GIVEN INSTRUCTION:
Turn every line of the records below into an item of a single numbered list, skipping any blank lines.

LISTED ENTRIES:
▼▼▼

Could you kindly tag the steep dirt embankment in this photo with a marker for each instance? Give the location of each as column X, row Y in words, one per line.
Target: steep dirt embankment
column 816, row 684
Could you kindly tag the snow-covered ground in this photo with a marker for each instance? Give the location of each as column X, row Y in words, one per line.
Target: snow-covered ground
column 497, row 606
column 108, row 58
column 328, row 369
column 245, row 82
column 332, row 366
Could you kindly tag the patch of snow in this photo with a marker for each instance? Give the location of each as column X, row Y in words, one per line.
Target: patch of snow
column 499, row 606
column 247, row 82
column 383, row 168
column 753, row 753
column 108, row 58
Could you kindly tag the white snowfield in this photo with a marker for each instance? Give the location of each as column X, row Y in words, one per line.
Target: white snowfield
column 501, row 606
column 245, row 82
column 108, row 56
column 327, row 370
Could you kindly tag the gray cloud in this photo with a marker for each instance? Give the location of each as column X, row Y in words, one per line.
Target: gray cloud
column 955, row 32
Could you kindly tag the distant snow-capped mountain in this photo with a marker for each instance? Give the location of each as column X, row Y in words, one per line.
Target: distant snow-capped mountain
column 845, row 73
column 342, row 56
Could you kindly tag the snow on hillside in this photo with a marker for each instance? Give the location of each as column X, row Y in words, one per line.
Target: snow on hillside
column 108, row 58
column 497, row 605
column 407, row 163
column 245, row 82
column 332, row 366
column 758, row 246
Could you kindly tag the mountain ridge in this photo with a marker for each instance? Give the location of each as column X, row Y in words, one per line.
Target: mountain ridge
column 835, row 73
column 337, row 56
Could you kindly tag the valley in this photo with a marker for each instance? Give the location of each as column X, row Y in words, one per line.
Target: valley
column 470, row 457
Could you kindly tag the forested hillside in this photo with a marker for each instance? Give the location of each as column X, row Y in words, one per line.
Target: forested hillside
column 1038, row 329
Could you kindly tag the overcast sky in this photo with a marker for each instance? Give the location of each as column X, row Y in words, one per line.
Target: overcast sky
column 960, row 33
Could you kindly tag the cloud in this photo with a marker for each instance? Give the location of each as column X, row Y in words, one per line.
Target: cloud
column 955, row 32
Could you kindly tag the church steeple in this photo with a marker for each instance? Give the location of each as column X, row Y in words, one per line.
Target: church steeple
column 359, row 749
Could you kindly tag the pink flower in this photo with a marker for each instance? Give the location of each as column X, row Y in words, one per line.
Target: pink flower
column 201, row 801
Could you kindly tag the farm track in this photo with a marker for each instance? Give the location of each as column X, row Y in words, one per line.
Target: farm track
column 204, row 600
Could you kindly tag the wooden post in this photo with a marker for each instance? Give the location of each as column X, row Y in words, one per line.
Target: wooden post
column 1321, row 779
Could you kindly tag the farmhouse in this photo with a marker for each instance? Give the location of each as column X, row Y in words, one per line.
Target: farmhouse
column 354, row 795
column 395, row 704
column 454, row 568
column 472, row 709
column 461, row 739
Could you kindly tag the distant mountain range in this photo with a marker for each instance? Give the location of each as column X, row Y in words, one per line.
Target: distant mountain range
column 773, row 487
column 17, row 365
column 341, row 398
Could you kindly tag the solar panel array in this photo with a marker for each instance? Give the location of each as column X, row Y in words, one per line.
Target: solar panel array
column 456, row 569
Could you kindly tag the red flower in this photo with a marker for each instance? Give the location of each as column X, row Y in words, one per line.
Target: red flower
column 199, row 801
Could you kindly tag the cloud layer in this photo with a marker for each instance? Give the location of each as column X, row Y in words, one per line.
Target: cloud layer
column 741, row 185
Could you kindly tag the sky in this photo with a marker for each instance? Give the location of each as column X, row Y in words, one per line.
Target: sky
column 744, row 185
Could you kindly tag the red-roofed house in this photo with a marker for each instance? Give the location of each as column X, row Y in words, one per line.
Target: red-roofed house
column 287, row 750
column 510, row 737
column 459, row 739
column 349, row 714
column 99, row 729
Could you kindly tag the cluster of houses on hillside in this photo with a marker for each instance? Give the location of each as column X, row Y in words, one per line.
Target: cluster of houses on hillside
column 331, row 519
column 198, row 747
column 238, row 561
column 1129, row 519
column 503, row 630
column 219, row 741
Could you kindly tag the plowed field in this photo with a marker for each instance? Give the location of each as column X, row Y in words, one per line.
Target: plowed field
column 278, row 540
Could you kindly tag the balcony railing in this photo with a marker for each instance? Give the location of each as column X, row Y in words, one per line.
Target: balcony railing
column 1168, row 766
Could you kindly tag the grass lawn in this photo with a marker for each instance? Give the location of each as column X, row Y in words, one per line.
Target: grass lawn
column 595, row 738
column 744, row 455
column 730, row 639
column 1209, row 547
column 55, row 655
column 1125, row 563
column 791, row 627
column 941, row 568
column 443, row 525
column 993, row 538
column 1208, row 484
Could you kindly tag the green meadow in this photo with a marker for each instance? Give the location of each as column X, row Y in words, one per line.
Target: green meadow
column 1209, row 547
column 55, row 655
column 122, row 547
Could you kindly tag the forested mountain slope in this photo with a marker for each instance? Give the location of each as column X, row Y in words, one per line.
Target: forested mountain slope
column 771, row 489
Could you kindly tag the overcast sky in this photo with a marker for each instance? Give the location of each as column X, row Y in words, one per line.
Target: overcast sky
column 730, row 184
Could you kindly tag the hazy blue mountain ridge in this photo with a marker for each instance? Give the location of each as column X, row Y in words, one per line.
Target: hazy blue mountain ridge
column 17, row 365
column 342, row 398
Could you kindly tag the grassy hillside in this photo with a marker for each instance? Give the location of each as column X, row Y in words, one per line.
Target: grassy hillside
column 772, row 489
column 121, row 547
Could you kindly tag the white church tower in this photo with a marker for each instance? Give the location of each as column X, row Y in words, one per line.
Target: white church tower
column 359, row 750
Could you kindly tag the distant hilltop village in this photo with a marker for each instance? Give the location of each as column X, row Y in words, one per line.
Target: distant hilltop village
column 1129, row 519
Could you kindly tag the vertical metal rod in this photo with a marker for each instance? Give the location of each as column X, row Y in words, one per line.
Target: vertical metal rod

▲▲▲

COMPLETED TASK:
1. Could you kindly tag the steep dirt embankment in this photo with a marker for each instance? Give the location of each as column X, row Y in words, one per line.
2. Target: steep dirt embankment
3. column 816, row 684
4. Could you kindly tag the snow-covered ground in this photo with a marker for each instance? Give the location of each as column X, row Y in words, one per line.
5. Target: snow-covered ground
6. column 497, row 606
7. column 108, row 58
8. column 328, row 369
9. column 245, row 82
10. column 332, row 366
11. Could you kindly tag the patch of snow in this photo with a marker for each instance? Give the location of each as column X, row Y in words, one per line.
12. Target: patch of snow
13. column 499, row 606
14. column 247, row 82
15. column 383, row 168
16. column 753, row 753
17. column 108, row 58
18. Could you kindly tag the white snowfield in this photo with a marker for each instance? Give the location of each as column X, row Y in words, one per line.
19. Target: white snowfield
20. column 501, row 606
21. column 245, row 82
22. column 108, row 56
23. column 327, row 370
24. Could you kindly tag the gray cloud in this photo with a marker for each instance? Give the location of each as column X, row Y in words, one per line.
25. Target: gray cloud
26. column 955, row 32
27. Could you kindly tag the distant snow-capped mountain in this photo with a marker for each instance? Give the location of each as column X, row Y in words, one per line.
28. Target: distant snow-capped mountain
29. column 845, row 73
30. column 342, row 56
31. Could you kindly tag the snow on hillside in this photo with a marker for each instance? Give the location of each as column X, row Y in words, one per line.
32. Target: snow on hillside
33. column 108, row 58
34. column 497, row 605
35. column 407, row 163
36. column 245, row 82
37. column 332, row 366
38. column 758, row 246
39. Could you kindly tag the mountain ridge in this photo with a marker for each instance? Give the location of each as column X, row Y in words, one per line.
40. Target: mountain ridge
41. column 835, row 73
42. column 337, row 56
43. Could you kindly tag the valley in this photo with a marker for each instance? Give the location of each as column X, row Y in words, one per line.
44. Target: valley
45. column 470, row 457
46. Could you kindly tag the forested hillside in this photo with a marker for each instance? Give the location of each as column X, row Y in words, one per line.
47. Target: forested hillside
48. column 1038, row 329
49. Could you kindly tag the overcast sky in this photo with a marker for each instance? Give the location of each as column X, row Y in words, one per line.
50. Target: overcast sky
51. column 960, row 33
52. Could you kindly tag the cloud in this photo with a marker for each instance? Give the location of each as column X, row Y in words, one per line.
53. Target: cloud
54. column 955, row 32
55. Could you kindly tag the church steeple in this photo with a marker for each instance? Give the location of each as column X, row Y in words, one per line.
56. Target: church steeple
57. column 359, row 749
58. Could you kindly tag the pink flower in this photo with a marker for each instance? Give the location of each as column X, row Y in words, one per line.
59. Target: pink flower
60. column 201, row 801
61. Could you kindly tag the farm track in this photo with a marker for each instance? Give the location of each as column X, row Y in words, one per line.
62. Target: farm track
63. column 204, row 600
64. Could you kindly tag the wooden post in this photo with a marker for each instance? Give the location of each as column X, row Y in words, one per line.
65. Target: wooden post
66. column 1321, row 779
67. Could you kindly tag the farmhouse in this photo with a marker for each instance? Give the location of each as column X, row Y in words, one per line.
68. Target: farmhouse
69. column 354, row 795
70. column 395, row 704
71. column 454, row 568
72. column 472, row 709
73. column 461, row 739
74. Could you kindly tag the distant mountain range in this photo with a marker for each instance? Give the location of each as column X, row Y in words, one per line.
75. Target: distant mountain range
76. column 773, row 487
77. column 17, row 365
78. column 341, row 398
79. Could you kindly tag the solar panel array in this photo with a marker for each instance? Give the location of each as column X, row Y in words, one per line.
80. Target: solar panel array
81. column 456, row 569
82. Could you kindly tag the red flower in this photo with a marker for each instance? Give the location of each as column X, row Y in words, one per line.
83. Target: red flower
84. column 199, row 801
85. Could you kindly tag the cloud layer in this photo with a marker for each instance? Give the location of each as column X, row Y in words, one per line.
86. Target: cloud layer
87. column 741, row 185
88. Could you kindly tag the sky in this photo with a marker for each instance? Give the location of each as column X, row Y in words, one per line.
89. Target: sky
90. column 744, row 185
91. Could you kindly tag the red-roofed house in this photo with a marker for each instance? Give the location of each as column X, row Y in words, one per line.
92. Target: red-roofed house
93. column 287, row 750
94. column 510, row 737
95. column 459, row 739
96. column 349, row 714
97. column 99, row 729
98. Could you kindly tag the cluster of houses on hillside in this photo with a marker for each instance? Give the location of each as column X, row Y in words, one per line.
99. Target: cluster of houses on hillside
100. column 331, row 519
101. column 198, row 747
102. column 238, row 561
103. column 1129, row 519
104. column 503, row 630
105. column 219, row 741
106. Could you kindly tag the plowed field in this photo with a marker for each instance? Give the location of each as column X, row Y in words, one per line.
107. Target: plowed field
108. column 278, row 540
109. Could you kindly tag the balcony railing in this photo with a marker for each instance? Give the location of each as column X, row Y in words, one per line.
110. Target: balcony railing
111. column 1168, row 766
112. Could you kindly tag the grass lawn in this photo with a marker for each instance? Give the location of each as column X, row Y in words, one per line.
113. Target: grass lawn
114. column 595, row 738
115. column 744, row 455
116. column 730, row 639
117. column 1209, row 547
118. column 55, row 655
119. column 1125, row 563
120. column 791, row 627
121. column 941, row 568
122. column 443, row 525
123. column 993, row 538
124. column 1208, row 484
125. Could you kindly tag the green meadow in this photo with a marker for each instance? Give the location of each as column X, row Y in words, one per line.
126. Target: green meadow
127. column 1209, row 547
128. column 55, row 655
129. column 122, row 547
130. Could you kindly tag the forested mountain slope in this photo with a marker for each instance? Give the location of each as column X, row Y in words, one per line.
131. Target: forested mountain slope
132. column 771, row 489
133. Could you kindly tag the overcast sky in this photo with a marker for each instance? Give the location of each as column X, row Y in words, one per line.
134. Target: overcast sky
135. column 730, row 184
136. Could you kindly tag the hazy blue mountain ridge in this photo with a marker for each instance? Give the location of each as column X, row Y in words, one per line.
137. Target: hazy blue mountain ridge
138. column 17, row 365
139. column 342, row 398
140. Could you kindly tag the grassy hillside in this photo with a marker for each instance? Give the location of each as column X, row Y in words, one per line.
141. Target: grassy hillside
142. column 772, row 489
143. column 121, row 547
144. Could you kindly tag the white church tower in this photo with a marker for each instance? Give the location of each as column X, row Y in words, one per line.
145. Target: white church tower
146. column 359, row 750
147. Could you kindly tag the distant hilltop village in this photo with a marker for each instance? Give the location of each as column X, row Y in words, one per line.
148. Target: distant hilltop village
149. column 1129, row 519
150. Could you kindly tag the vertical metal rod in this photo with a marker for each instance? Give the location of each as column X, row Y in words, one per line.
151. Target: vertical metal rod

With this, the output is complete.